Intervention de Grégory Allione

Réunion du jeudi 9 novembre 2023 à 9h30
Mission d'information de la conférence des présidents sur les capacités d'anticipation et d'adaptation de notre modèle de protection et de sécurité civiles

Grégory Allione, inspecteur général, directeur de l'École nationale supérieure des officiers de sapeurs-pompiers (Ensosp) :

À mon sens, le recrutement des officiers, des sapeurs-pompiers professionnels et volontaires, mais également l'hétérogénéité des dispositifs et des difficultés des territoires doivent nous interpeller.

Sur le recrutement des sapeurs-pompiers professionnels, et notamment des officiers, il y a réellement quelque chose qui est en train de se produire. L'ouverture de l'école et du monde de la sécurité civile doit se poursuivre. Aujourd'hui, les promotions de jeunes officiers et de lieutenants se caractérisent par une féminisation et des niveaux de cursus très importants ; ces évolutions contribuent à la richesse du corps des officiers.

Il faut poursuivre les efforts pour modifier cette image d'Épinal que le monde des sapeurs-pompiers pouvait avoir au regard de l'administration centrale ou des décideurs. Le sapeur-pompier n'est pas uniquement le villageois que l'on connaissait et qui était en charge d'une unité opérationnelle. C'est aujourd'hui un cadre supérieur, ou une personne ayant la capacité de le devenir.

Je rencontre aujourd'hui de jeunes gens, et notamment de jeunes filles, qui ont fait khâgne et hypokhâgne. Ils ont des cursus très importants. Certains ont réussi le concours de l'ÉNA ou sont ingénieurs de formation et souhaitent pour autant rejoindre le monde des sapeurs-pompiers. Je côtoie également des officiers qui intègrent la profession alors qu'ils sont âgés de 40 ans. Ils ont connu une première vie professionnelle dans le secteur privé, mais souhaitent désormais intégrer le corps des sapeur-pompiers professionnels. Nous constatons l'existence de ces nouveaux profils dans notre école.

• • • • • • •

Consignes de travail =
1. Indiquez si chacune des affirmations suivantes est conforme à l'intervention sur le recrutement des sapeurs-pompiers, en répondant par oui ou par non et en citant fidèlement les mots du texte qui tranchent. (a) Les promotions de jeunes officiers et de lieutenants se distinguent par leur féminisation. (b) Les nouveaux officiers intègrent tous la profession avant 30 ans. (c) Le sapeur-pompier reste uniquement le villageois chargé d'une unité opérationnelle.
2. Poursuivez l'intervention sur le recrutement des sapeurs-pompiers à partir de sa dernière phrase.

Entrées de données enregistrées
• • • • • • •

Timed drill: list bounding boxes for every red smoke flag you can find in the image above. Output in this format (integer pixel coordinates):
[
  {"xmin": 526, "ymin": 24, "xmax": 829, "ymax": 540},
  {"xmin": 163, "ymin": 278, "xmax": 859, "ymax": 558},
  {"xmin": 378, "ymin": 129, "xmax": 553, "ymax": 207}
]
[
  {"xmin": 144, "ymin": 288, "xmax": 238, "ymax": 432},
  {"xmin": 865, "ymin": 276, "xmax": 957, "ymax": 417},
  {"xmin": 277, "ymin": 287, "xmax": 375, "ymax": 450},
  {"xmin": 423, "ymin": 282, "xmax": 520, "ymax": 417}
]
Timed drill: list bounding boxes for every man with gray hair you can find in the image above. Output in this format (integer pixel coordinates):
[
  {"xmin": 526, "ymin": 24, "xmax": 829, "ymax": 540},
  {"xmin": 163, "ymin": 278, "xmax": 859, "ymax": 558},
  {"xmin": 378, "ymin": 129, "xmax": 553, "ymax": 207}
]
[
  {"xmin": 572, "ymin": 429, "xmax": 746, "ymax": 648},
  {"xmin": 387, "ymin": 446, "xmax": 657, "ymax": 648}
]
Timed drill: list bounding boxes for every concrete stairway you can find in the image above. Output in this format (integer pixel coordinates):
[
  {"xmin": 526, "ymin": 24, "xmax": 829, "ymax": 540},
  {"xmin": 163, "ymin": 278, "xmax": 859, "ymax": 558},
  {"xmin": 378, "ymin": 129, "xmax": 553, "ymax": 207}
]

• • • • • • •

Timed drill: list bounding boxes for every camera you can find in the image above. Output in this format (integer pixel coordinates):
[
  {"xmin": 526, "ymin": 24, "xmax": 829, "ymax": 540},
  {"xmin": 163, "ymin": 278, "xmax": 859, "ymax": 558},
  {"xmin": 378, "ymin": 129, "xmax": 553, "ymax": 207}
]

• • • • • • •

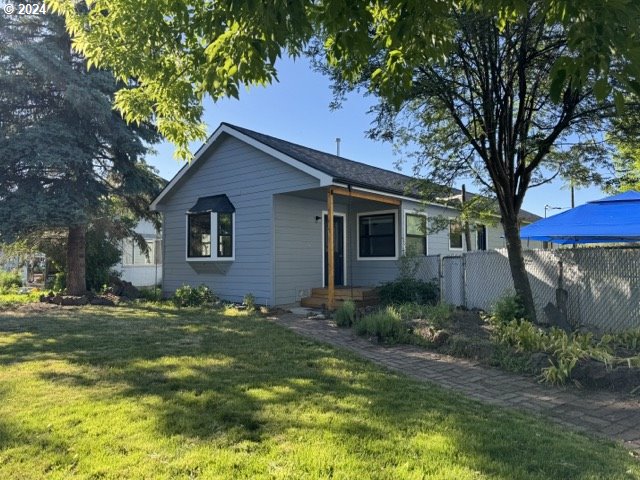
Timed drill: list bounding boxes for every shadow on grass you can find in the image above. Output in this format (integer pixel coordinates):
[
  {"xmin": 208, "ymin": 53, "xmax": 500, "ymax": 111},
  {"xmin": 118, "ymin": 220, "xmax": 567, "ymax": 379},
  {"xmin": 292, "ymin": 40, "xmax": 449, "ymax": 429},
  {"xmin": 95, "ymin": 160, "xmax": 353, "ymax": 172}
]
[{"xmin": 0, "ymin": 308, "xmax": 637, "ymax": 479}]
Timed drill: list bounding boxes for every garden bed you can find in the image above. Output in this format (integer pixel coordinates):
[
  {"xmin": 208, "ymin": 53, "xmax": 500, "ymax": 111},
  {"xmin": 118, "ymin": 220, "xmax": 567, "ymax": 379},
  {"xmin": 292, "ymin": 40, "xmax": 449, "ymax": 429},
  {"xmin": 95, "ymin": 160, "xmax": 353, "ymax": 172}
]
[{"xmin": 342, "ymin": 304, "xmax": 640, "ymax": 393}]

• • • • • • •

Liste des réponses =
1.
(a) Oui : « les promotions de jeunes officiers et de lieutenants se caractérisent par une féminisation et des niveaux de cursus très importants »
(b) Non : « Je côtoie également des officiers qui intègrent la profession alors qu'ils sont âgés de 40 ans. »
(c) Non : « Le sapeur-pompier n'est pas uniquement le villageois que l'on connaissait et qui était en charge d'une unité opérationnelle. »

2.
Nous entrons dans un nouveau mouvement de gestion de la ressource humaine des sapeurs-pompiers : on ne gère plus aujourd'hui les sapeurs-pompiers ou les officiers de sapeurs-pompiers comme on les gérait auparavant. Ce nouveau modèle doit prendre en compte la mobilité et de la transversalité des différents parcours. De nos jours, on n'entre plus officier ou sapeur-pompier professionnel pour y passer quarante années, mais on met à profit cette expérience professionnelle dans le cadre d'autres fonctions.

Cette réalité suppose d'adapter notre gestion managériale pour porter une attention accrue aux nouveaux profils ainsi qu'aux profils atypiques. Des évolutions statutaires seront nécessaires, non pas en termes d'indemnité ou de rémunération, mais surtout sur le plan de la gestion des carrières. Auparavant, on ne reconnaissait les officiers de sapeurs-pompiers que lorsqu'ils avaient vingt ans de botte à chaque pied. Dorénavant, il va falloir reconnaître les gens pour leurs compétences intrinsèques et leur faire confiance, même s'ils sont jeunes.

Par ailleurs, il faut désormais prendre en compte le fait qu'un sapeur-pompier professionnel ou un officier ne consacrera qu'une partie de sa vie à cette activité professionnelle. Il faut en ce sens réfléchir aux enjeux de retraite et de va-et-vient entre les différentes fonctions. Il s'agit peut-être de lui garantir une reconnaissance de sa vie professionnelle de sapeur-pompier avant de rejoindre une autre activité, qui pourra être, le cas échéant, dans le secteur lucratif. La loi du 3 août 2009 relative à la mobilité et aux parcours professionnels dans la fonction publique souhaitait aller dans ce sens, mais peine à s'appliquer pleinement dans le corps.

Troisièmement, nous devons améliorer les perspectives de carrière des officiers de sapeurs-pompiers. Lorsque vous êtes jeune officier de sapeurs-pompiers, que vous soyez lieutenant ou capitaine, il arrive un moment où l'espace territorial et fonctionnel qui est le vôtre ne suffit plus. Vous avez envie de vous nourrir de nouvelles expériences professionnelles. Avec nos structures, le SDIS, la direction générale de la sécurité civile, l'Ensosp et l'état-major de zone, il s'agit de permettre à certains cadres de rejoindre nos états-majors plus rapidement que d'autres. Aujourd'hui, nous n'y sommes pas encore préparés, mais ce sujet est compris dans la question de l'hétérogénéité et des évolutions structurelles à apporter.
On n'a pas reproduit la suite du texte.